** Work to be completed **
The answer is a stretch of the material below, returned exactly: the line containing "Segment each target", the line containing "137L307 107L237 121L166", and all lines between.

** Given records **
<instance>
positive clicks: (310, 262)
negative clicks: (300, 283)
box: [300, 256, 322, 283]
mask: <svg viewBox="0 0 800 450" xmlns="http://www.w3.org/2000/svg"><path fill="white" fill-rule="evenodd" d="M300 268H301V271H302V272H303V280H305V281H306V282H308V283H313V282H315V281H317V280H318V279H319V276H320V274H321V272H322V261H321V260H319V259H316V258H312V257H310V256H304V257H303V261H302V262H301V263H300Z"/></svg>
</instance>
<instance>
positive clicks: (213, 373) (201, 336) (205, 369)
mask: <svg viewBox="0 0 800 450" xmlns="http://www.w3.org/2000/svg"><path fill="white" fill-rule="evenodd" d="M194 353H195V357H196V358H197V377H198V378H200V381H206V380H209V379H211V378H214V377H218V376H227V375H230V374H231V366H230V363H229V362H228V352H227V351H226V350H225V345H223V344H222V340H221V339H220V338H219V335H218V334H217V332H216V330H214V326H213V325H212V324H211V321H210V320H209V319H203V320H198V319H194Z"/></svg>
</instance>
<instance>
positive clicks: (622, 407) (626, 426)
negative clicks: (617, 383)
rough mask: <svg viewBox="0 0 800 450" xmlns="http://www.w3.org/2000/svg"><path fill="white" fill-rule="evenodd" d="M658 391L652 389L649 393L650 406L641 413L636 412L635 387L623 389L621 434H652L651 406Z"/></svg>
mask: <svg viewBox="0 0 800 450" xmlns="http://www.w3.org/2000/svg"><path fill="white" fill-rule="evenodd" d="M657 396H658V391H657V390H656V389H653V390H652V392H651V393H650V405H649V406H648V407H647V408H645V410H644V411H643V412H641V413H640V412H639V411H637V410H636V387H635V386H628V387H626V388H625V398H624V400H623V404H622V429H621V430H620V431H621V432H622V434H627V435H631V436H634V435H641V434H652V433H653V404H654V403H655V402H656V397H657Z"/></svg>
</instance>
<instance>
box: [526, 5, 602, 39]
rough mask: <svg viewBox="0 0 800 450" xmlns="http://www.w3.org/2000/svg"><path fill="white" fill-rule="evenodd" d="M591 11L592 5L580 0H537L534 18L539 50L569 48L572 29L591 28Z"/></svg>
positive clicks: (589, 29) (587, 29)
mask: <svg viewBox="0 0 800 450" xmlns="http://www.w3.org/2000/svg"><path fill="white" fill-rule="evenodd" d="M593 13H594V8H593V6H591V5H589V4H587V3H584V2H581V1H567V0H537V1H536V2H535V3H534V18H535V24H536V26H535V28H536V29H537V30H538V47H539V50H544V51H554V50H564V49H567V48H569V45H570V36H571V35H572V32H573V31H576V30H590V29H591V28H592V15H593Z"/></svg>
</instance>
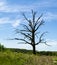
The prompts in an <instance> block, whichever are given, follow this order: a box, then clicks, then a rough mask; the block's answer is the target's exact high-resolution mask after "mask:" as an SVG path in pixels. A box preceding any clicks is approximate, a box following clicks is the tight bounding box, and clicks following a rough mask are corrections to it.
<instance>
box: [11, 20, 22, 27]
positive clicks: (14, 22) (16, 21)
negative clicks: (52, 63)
mask: <svg viewBox="0 0 57 65" xmlns="http://www.w3.org/2000/svg"><path fill="white" fill-rule="evenodd" d="M20 22H21V20H20V19H17V20H15V22H13V23H12V26H13V27H14V28H16V27H17V26H19V24H20Z"/></svg>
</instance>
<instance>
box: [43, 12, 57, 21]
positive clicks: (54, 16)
mask: <svg viewBox="0 0 57 65" xmlns="http://www.w3.org/2000/svg"><path fill="white" fill-rule="evenodd" d="M43 18H44V20H46V21H52V20H57V13H56V14H55V13H51V12H47V13H46V14H45V15H44V16H43Z"/></svg>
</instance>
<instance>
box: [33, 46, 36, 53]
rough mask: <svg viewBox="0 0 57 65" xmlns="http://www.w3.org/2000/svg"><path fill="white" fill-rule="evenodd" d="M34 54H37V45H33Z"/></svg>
mask: <svg viewBox="0 0 57 65" xmlns="http://www.w3.org/2000/svg"><path fill="white" fill-rule="evenodd" d="M33 54H36V49H35V45H33Z"/></svg>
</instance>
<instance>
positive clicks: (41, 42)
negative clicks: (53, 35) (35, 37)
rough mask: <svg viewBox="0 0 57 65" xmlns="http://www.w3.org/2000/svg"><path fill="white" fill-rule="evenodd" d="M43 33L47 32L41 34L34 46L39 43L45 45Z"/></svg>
mask: <svg viewBox="0 0 57 65" xmlns="http://www.w3.org/2000/svg"><path fill="white" fill-rule="evenodd" d="M45 33H47V32H44V33H42V34H41V35H40V38H39V41H38V42H37V43H36V44H35V45H38V44H39V43H45V44H46V41H44V39H43V38H42V37H43V36H44V34H45Z"/></svg>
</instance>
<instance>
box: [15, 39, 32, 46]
mask: <svg viewBox="0 0 57 65" xmlns="http://www.w3.org/2000/svg"><path fill="white" fill-rule="evenodd" d="M14 39H15V40H21V41H24V42H25V43H26V44H30V45H32V43H30V42H28V41H27V40H24V39H19V38H14Z"/></svg>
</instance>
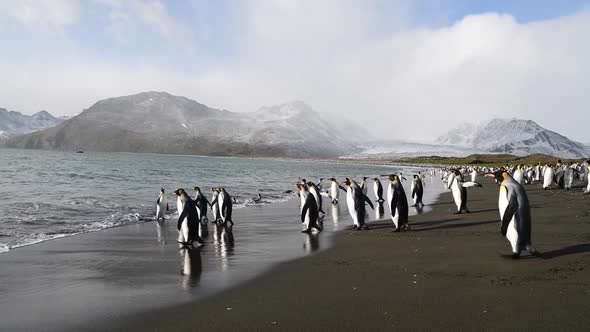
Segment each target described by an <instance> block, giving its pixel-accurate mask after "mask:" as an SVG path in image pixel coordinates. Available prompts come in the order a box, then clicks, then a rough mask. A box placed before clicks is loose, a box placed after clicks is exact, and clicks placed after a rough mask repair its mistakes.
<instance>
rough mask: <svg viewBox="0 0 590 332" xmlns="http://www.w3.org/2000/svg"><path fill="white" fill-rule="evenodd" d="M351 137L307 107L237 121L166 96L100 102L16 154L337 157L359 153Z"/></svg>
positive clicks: (19, 138)
mask: <svg viewBox="0 0 590 332" xmlns="http://www.w3.org/2000/svg"><path fill="white" fill-rule="evenodd" d="M352 137H353V136H352V135H348V133H347V132H345V131H343V130H340V129H339V126H336V125H333V124H331V123H329V122H328V121H325V120H324V119H323V118H322V117H321V116H320V114H318V113H317V112H316V111H314V110H313V109H312V108H311V107H310V106H308V105H306V104H305V103H303V102H300V101H295V102H291V103H286V104H282V105H276V106H271V107H263V108H261V109H259V110H258V111H255V112H250V113H234V112H230V111H226V110H219V109H214V108H210V107H207V106H205V105H203V104H199V103H197V102H196V101H193V100H190V99H188V98H185V97H178V96H173V95H170V94H168V93H165V92H144V93H139V94H135V95H131V96H125V97H117V98H110V99H105V100H101V101H99V102H97V103H95V104H94V105H93V106H92V107H90V108H89V109H87V110H84V111H83V112H82V113H81V114H79V115H77V116H75V117H73V118H71V119H68V120H66V121H64V122H63V123H61V124H60V125H58V126H56V127H53V128H49V129H47V130H44V131H41V132H36V133H32V134H28V135H23V136H20V137H15V138H12V139H10V140H9V141H8V142H7V143H6V145H8V146H13V147H27V148H42V149H61V150H89V151H126V152H154V153H177V154H203V155H245V156H289V157H334V156H340V155H342V154H349V153H353V152H355V151H356V149H357V148H356V146H355V143H354V140H353V139H351V138H352Z"/></svg>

** Exercise solution **
Segment each target described by an <instance> block, giving its pixel-accurate mask after "mask:" as an SVG path in image pixel coordinates. Available prompts come in the order a box, then clicks, then a rough mask. A box placed before clicks is loose, a box placed after clicks is exact, and clicks placed after a rough mask repair its mistakes.
<instance>
rough mask: <svg viewBox="0 0 590 332" xmlns="http://www.w3.org/2000/svg"><path fill="white" fill-rule="evenodd" d="M351 137L307 107L237 121L166 96L100 102L16 154L337 157L359 153Z"/></svg>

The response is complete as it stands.